### WHAT YOU NEED TO DO
Rewrite every line of the listing below, swapping "play-diagram reference" for "site-plan reference" wherever it appears and keeping everything else identical. Leave the pictures out of your answer.

[Entries pointing to named objects]

▬▬▬▬▬▬▬▬▬▬

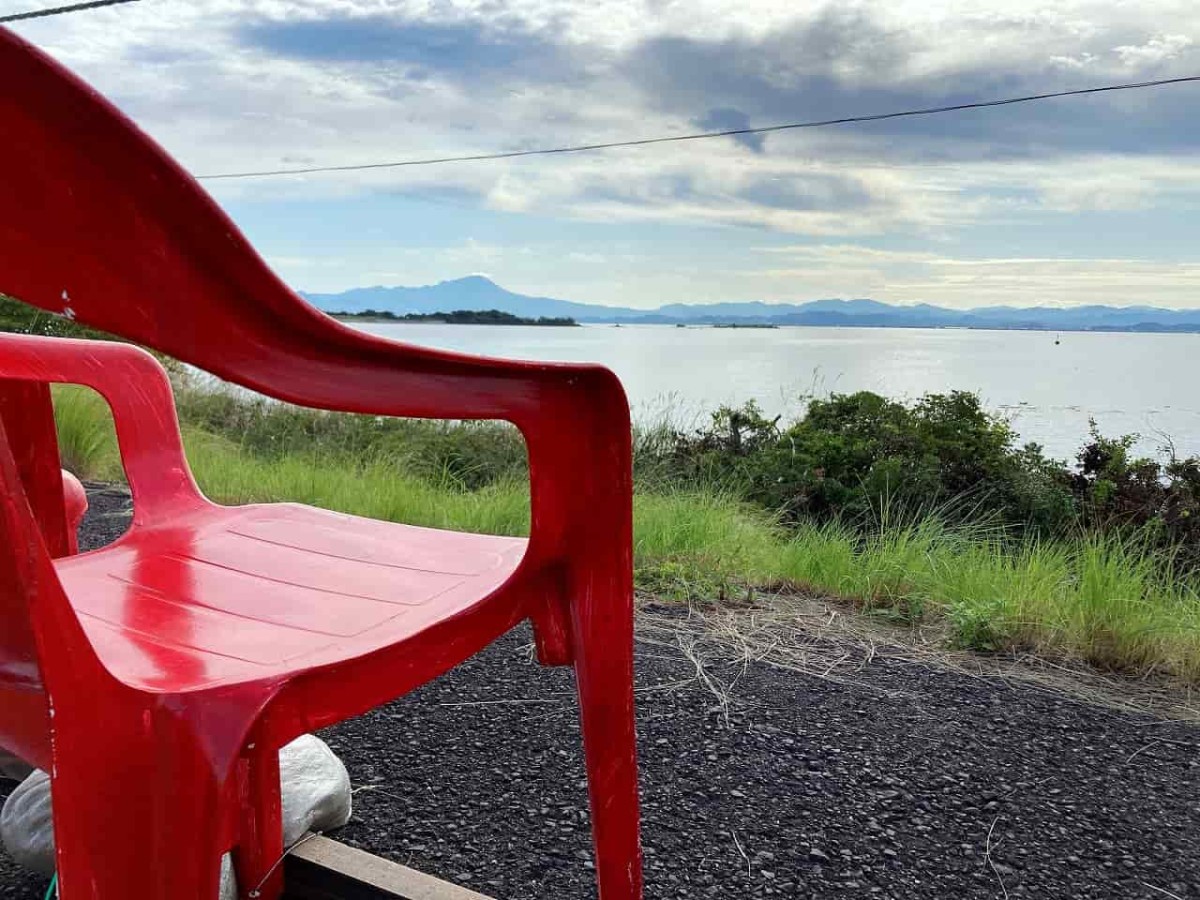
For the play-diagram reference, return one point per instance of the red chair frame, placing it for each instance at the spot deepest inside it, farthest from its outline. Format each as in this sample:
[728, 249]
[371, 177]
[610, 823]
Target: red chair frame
[150, 786]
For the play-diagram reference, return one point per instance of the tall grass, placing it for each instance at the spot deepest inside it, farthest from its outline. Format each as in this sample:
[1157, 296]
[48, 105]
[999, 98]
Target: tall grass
[1110, 600]
[87, 437]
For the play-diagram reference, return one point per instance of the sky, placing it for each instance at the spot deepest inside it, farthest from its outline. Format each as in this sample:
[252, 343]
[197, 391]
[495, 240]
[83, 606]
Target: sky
[1066, 202]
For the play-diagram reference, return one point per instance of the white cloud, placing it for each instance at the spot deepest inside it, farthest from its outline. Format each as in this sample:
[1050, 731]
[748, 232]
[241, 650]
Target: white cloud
[1153, 52]
[964, 282]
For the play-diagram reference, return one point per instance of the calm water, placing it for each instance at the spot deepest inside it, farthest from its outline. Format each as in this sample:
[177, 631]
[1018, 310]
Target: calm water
[1128, 383]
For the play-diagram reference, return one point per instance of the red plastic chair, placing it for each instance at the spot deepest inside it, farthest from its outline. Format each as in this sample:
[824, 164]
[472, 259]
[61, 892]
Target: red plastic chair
[156, 678]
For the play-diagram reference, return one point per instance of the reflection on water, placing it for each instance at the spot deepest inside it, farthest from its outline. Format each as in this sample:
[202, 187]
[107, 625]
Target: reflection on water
[1128, 383]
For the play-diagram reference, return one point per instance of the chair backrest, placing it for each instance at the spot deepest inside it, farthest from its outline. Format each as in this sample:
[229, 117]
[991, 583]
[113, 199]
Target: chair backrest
[24, 729]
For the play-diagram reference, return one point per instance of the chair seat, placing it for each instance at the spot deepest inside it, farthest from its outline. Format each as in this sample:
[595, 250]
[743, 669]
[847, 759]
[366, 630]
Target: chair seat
[237, 594]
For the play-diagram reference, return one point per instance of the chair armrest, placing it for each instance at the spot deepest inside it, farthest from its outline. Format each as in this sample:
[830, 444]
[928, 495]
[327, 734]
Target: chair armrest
[138, 391]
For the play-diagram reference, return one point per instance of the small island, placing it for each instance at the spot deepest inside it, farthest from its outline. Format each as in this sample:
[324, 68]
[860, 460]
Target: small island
[459, 317]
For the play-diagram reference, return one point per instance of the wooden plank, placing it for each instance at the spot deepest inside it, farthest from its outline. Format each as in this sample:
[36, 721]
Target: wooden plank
[321, 869]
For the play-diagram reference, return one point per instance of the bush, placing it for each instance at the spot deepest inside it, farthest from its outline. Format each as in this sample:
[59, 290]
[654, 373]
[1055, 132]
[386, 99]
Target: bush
[855, 455]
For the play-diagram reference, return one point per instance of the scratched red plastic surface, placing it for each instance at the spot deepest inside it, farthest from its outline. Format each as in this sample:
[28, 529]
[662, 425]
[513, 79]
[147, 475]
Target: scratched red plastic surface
[249, 593]
[157, 678]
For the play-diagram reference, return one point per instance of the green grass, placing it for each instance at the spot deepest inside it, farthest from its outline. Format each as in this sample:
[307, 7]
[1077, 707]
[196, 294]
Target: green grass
[1108, 600]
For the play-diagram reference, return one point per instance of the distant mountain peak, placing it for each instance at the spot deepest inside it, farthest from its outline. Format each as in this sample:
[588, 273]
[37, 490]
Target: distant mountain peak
[480, 293]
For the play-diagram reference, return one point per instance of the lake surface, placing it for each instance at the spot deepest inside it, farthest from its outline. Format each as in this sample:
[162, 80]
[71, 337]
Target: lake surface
[1127, 382]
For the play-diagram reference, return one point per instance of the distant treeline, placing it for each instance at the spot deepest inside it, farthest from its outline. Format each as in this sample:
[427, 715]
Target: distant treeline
[459, 317]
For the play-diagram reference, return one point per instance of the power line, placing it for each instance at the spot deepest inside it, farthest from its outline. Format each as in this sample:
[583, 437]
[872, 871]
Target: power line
[707, 135]
[63, 10]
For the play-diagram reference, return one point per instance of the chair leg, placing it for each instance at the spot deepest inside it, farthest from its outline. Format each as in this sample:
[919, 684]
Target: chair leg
[139, 825]
[261, 841]
[604, 667]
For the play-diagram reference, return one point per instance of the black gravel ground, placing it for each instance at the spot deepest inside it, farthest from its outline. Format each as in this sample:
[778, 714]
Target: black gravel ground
[913, 781]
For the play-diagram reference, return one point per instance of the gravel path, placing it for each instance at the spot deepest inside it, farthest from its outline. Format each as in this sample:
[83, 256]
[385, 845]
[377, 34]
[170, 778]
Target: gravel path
[912, 781]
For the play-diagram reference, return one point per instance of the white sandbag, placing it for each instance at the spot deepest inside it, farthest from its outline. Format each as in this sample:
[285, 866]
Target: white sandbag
[27, 825]
[316, 789]
[316, 797]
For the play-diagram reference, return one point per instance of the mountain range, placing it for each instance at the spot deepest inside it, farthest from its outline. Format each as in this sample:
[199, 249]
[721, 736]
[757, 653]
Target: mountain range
[480, 293]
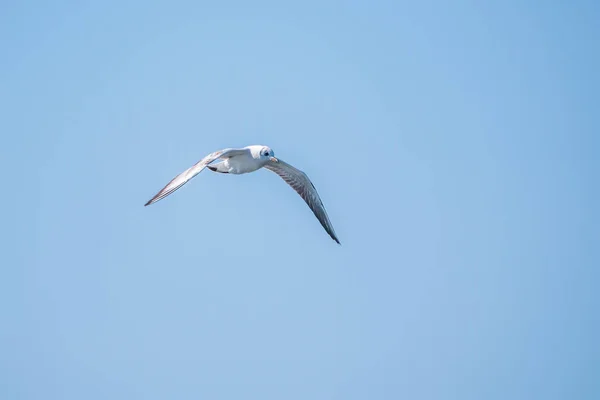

▬▬▬▬▬▬▬▬▬▬

### SOLUTION TO THIS TASK
For the site-plan reference, return one point per instance of the red chair frame, placing it for each instance at the spot deepest inside it, farthest from its outline. Format each as in this sample:
[728, 249]
[371, 177]
[610, 823]
Target: red chair frame
[150, 786]
For the site-plan reference, return one point per instance of the tall grass, placing it for each instance at the spot deepest inside it, farthest from its outline. Format each as in this sample:
[1157, 296]
[48, 105]
[999, 98]
Target: tall grass
[1110, 600]
[87, 437]
For the site-plan reference, return one point per instance of the sky, placing it for each instance at the spot deepest inside it, farthest from its outline. Format each as in this sample:
[252, 343]
[197, 391]
[495, 240]
[83, 606]
Target: sky
[1066, 202]
For the site-plan reference, return one point per instance of the white cloud, placing it for each instance at the spot deepest inside it, farthest from its outline. Format each as in this sample:
[1050, 731]
[748, 232]
[241, 650]
Target: white cloud
[1153, 52]
[964, 282]
For the site-plan reference, return one point per instance of the calm water, placing it for each instance at the spot deepest inside it, farthest from its outline. Format each as in this sample:
[177, 631]
[1018, 310]
Target: calm water
[1128, 383]
For the site-plan reference, return one point per instance of the red plastic chair, placing it for each instance at the spot deepest inside it, farthest from its outline. Format each as in this sample:
[824, 164]
[472, 259]
[61, 892]
Target: red plastic chair
[156, 678]
For the site-plan reference, return one point per instance of the reflection on water, placing it for each instance at the spot deepest inside it, farthest from its outline. Format each as in this sample:
[202, 187]
[107, 625]
Target: reflection on water
[1128, 383]
For the site-plan reference, return one point per instance of the chair backrest, placing it for each instance at the spot deepest inside it, farthest from its outline. Format each as in this sample:
[229, 117]
[991, 583]
[113, 199]
Target: chair backrest
[24, 729]
For the site-plan reference, return one point per instance of the chair seat, placing it for each instance at the spot deepest inside it, farthest from its outline. Format each as in this sample:
[595, 250]
[743, 669]
[847, 759]
[366, 630]
Target: chair seat
[237, 594]
For the site-plan reference, return one point per instance of the chair armrest, placing it for each instance at the spot deepest inside it, farthest from its outline. Format each as in this sample:
[830, 444]
[928, 495]
[327, 734]
Target: chair armrest
[138, 391]
For the site-plan reference, return one point per instance of the small island, placing it for each instance at the spot deepest inside it, farthest from its outline. Format each as in this sample:
[324, 68]
[860, 460]
Target: small island
[459, 317]
For the site-plan reference, return one point per instance of the wooden plank, placing it for each instance at the spot deepest inside it, farthest from its outline. Format each as in this sample:
[36, 721]
Target: wooden plank
[321, 869]
For the site-plan reference, return one point per instance of the bush, placing it for each instance at the spot deepest inside it, farthest from its outline. Format each as in this sample:
[59, 290]
[654, 373]
[1055, 132]
[386, 99]
Target: bush
[855, 455]
For the site-plan reference, return one point per instance of the scratched red plastic surface, placing it for each instance at the spot deepest inside it, farthest from its outline. Format each as in this sample:
[28, 529]
[662, 425]
[513, 79]
[147, 475]
Target: scratched red plastic surface
[249, 593]
[157, 678]
For the site-plan reference, return one point per instance of the green grass, placing it for each instance at the spot deepest inside it, farthest from its outline. Format each as in this sample:
[307, 7]
[1077, 707]
[196, 294]
Target: green grass
[1108, 600]
For the site-plan reference, return one point per instance of the distant mountain peak, placing it for each instance at the spot deepest inside it, farthest from its outline. Format each as in this sample:
[588, 273]
[37, 490]
Target: distant mountain peak
[480, 293]
For the site-plan reference, return one point per instance of the lake surface, placing it for each instance at the spot deepest inside it, farthest from its outline. Format each as in this sample:
[162, 80]
[71, 337]
Target: lake surface
[1127, 382]
For the site-plan reference, return one point per instance of the distant treeline, placing it for each instance at the spot deepest inside it, farthest from its outline. Format each as in this sample:
[427, 715]
Target: distant treeline
[459, 317]
For the site-plan reference, return one point per instance of the power line, placing it for each instance at the spot deepest inside it, farthest from its outline. Format each as in this sample:
[583, 437]
[872, 871]
Target: power line
[707, 135]
[63, 10]
For the site-plan reference, return one point per instance of the chair leg, placing it for each instance at the spot deepest inside it, farthest from its outline. Format each as in this sample:
[919, 684]
Target: chair leg
[139, 825]
[261, 841]
[604, 667]
For the site-plan reference, return one point per instance of the black gravel ground, placing it for each instance at the spot deepest inside it, farthest from its outline. Format each as in this sample:
[778, 714]
Target: black gravel ground
[913, 781]
For the site-plan reference, return one point per instance of the gravel path, placing it for each instance at the spot deepest inside it, farthest from its outline. Format each as in this sample:
[83, 256]
[385, 845]
[377, 34]
[170, 778]
Target: gravel path
[912, 781]
For the site-plan reference, return one point per instance of the white sandbag, placing it for each instance at the spot deepest inside it, farthest from its outline. Format each as in this sample:
[285, 866]
Target: white sandbag
[27, 825]
[316, 789]
[316, 797]
For the site-plan reference, return one point per instance of the mountain range, placing it for each instance at the spot deepest inside it, farthest from its outline. Format each as in this sample:
[199, 249]
[721, 736]
[757, 653]
Target: mountain range
[480, 293]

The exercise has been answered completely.